• Assignment:
A word-for-word reproduction of the data below is needed, with no pictures in it.

--*--

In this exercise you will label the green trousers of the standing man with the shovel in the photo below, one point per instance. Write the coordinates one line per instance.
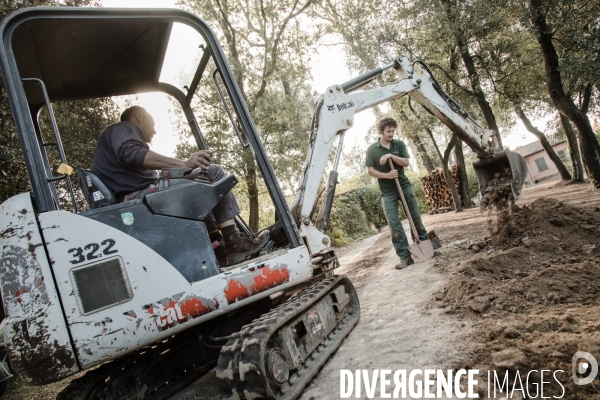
(390, 202)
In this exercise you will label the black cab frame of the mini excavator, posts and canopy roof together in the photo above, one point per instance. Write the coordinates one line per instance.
(61, 53)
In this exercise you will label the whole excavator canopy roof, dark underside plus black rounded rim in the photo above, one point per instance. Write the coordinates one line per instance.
(83, 54)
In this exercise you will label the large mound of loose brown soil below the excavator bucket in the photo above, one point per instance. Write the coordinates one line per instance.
(535, 296)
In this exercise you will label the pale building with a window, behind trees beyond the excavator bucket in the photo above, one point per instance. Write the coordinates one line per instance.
(539, 165)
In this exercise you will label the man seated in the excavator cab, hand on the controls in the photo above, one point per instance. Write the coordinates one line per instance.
(126, 164)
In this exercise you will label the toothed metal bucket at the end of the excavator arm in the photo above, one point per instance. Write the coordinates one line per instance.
(503, 163)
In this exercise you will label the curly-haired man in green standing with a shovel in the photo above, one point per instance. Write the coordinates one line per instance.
(378, 167)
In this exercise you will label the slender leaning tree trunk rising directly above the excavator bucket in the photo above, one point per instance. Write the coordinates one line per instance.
(474, 79)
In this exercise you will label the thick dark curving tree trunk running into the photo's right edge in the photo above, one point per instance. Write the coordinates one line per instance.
(562, 102)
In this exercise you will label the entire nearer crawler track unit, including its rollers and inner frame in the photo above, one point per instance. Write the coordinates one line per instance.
(278, 354)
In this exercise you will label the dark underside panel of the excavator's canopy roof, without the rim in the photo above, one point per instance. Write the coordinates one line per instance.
(81, 60)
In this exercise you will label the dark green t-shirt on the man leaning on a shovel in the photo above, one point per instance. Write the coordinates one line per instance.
(374, 154)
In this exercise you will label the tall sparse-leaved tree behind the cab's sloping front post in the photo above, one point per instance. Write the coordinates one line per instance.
(268, 50)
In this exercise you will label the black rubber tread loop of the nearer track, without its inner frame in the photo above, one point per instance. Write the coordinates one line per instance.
(241, 366)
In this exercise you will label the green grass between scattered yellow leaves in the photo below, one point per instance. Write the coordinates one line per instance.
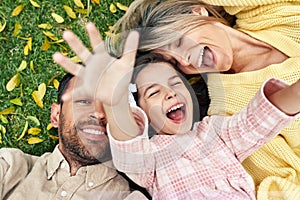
(44, 69)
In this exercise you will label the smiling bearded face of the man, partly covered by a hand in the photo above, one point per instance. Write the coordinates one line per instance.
(82, 128)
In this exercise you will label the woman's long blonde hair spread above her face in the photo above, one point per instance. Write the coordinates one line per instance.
(159, 22)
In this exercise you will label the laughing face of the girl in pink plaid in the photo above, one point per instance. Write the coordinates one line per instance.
(165, 99)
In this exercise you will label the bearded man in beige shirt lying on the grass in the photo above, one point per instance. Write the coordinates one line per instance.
(80, 167)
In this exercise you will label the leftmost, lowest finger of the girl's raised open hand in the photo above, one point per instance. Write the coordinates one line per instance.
(67, 64)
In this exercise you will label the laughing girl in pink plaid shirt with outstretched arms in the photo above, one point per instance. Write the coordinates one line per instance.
(183, 160)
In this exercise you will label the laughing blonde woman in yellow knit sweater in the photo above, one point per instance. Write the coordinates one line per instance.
(263, 42)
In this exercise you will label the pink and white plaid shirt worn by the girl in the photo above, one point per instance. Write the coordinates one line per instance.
(204, 163)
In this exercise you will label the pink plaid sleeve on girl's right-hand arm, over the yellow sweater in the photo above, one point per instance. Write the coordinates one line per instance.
(254, 125)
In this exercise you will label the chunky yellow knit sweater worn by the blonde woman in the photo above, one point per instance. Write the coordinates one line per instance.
(275, 167)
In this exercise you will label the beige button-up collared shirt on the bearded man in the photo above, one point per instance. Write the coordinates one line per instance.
(24, 176)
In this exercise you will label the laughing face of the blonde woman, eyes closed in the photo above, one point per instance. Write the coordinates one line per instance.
(204, 49)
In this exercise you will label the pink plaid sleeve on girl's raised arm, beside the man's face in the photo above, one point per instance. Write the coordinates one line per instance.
(134, 157)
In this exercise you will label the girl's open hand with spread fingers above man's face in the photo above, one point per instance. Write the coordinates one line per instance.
(101, 76)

--*--

• Answer box:
In this exercise you will label the green trousers of the standing man with the shovel in the photo below, one point per instance. Write the coordinates one line per instance.
(390, 202)
In this exercise you will label the black cab frame of the mini excavator, posts and canopy roof together in the photo above, one point per instance. Write the coordinates one line per instance.
(61, 53)
In this exercise you will label the whole excavator canopy roof, dark underside plus black rounded rim in the photo above, one point per instance. Write the coordinates one line per instance.
(83, 54)
In this exercise you will label the large mound of loose brown soil below the excavator bucket in the photo above, one point per instance. Write the coordinates one line per instance.
(535, 296)
In this exercise you will label the pale building with a window, behind trees beyond the excavator bucket in the photo above, one point per instance. Write the coordinates one line per instance.
(539, 165)
In this exercise you will label the man seated in the excavator cab, hand on the controls in the photo above, one point per instance. Write the coordinates one line per instance.
(126, 164)
In this exercise you will label the toothed metal bucket at the end of the excavator arm in the photo above, one point per instance. Write the coordinates one line per instance.
(503, 163)
In this exercise you will label the curly-haired man in green standing with a shovel in the photo above, one point per instance. Write the coordinates one line per instance.
(378, 167)
In this exercise you will label the slender leaning tree trunk rising directly above the excavator bucket in the photo above, one point per instance. Write the coordinates one line per instance.
(474, 79)
In this exercise you will label the thick dark curving tree trunk running into the photo's right edge in the photo above, one point per instance. Write the coordinates one line per instance.
(562, 102)
In this exercise you will label the entire nearer crawler track unit, including its rollers and inner frame in the photo above, one point per instance. Write the coordinates one line per instance.
(278, 354)
In this exercise you will label the dark underside panel of the excavator's canopy roof, without the rim in the photo above, one point per instance. Write the coordinates one line per instance.
(81, 60)
In this exercise you will label the dark green t-shirt on the man leaning on a shovel in the photo above, one point per instance. Write the coordinates one line per instance.
(374, 154)
In this exercise you will label the tall sparse-leaved tree behind the cab's sloping front post in the photo above, one point per instance. Write the coordinates one line per instance.
(268, 50)
In this exercise you will label the black rubber tread loop of the nearer track, without its inner frame in the photo above, one point per instance. Write the coordinates one line per instance.
(241, 366)
In this exercise you will label the green grass between scattered yellow leaves in the photo below, one point per instance. Write the coordinates one line per instance.
(44, 69)
In this exercise you will label the smiling bearded face of the man, partly covered by a hand in the photo above, one point per instance. Write the coordinates one line per instance.
(82, 128)
In this exercise you will label the woman's long blonde hair spread above her face in the photo above, one point per instance. Write the coordinates one line per instance.
(159, 22)
In this exercise you will label the laughing face of the girl in pink plaid in the photo above, one point per instance. Write the coordinates one line per instance.
(165, 99)
In this exercise you will label the bearded man in beige shirt lying on the grass in the photo above, one point per instance. Write the coordinates one line per instance.
(80, 167)
In this exercise you will label the leftmost, lowest finger of the girl's raised open hand in the photo above, one point per instance. Write the coordinates one line per instance.
(67, 64)
In this exercise you will label the laughing girl in pink plaid shirt with outstretched arms in the photo above, one point per instance. Write the coordinates one line per instance.
(183, 160)
In this exercise you will label the laughing blonde woman in yellow knit sweater in the photo above, one point per instance. Write the coordinates one line per instance.
(263, 42)
In this exercise you will label the pink and white plaid shirt worn by the girl in the photo above, one point per instance. Write the coordinates one line per instance.
(204, 163)
In this exercise you will label the pink plaid sleeve on girl's right-hand arm, over the yellow sweater in the photo above, one point per instance. Write the coordinates one line per instance.
(254, 125)
In this exercise you will label the chunky yellow knit sweater worn by the blonde woman in the photo above, one point per instance. Write the coordinates one line per instance.
(275, 167)
In this exercise you will label the beige button-up collared shirt on the bearded man in the photo above, one point per instance. Write the coordinates one line per instance.
(24, 176)
In this exercise you will label the laughing face of the blonde woman, eyes closed in the photo above, one point per instance. Write the coordinates one line per instance.
(204, 49)
In this exercise you will label the pink plaid sleeve on girl's raised arm, beside the man's face in the photo above, one point per instance. Write the coordinates one line per instance.
(134, 157)
In this exercise you will label the girl's open hand with spread fingers above man's face in the photo above, one point per instance. Write the coordinates one line per instance.
(101, 76)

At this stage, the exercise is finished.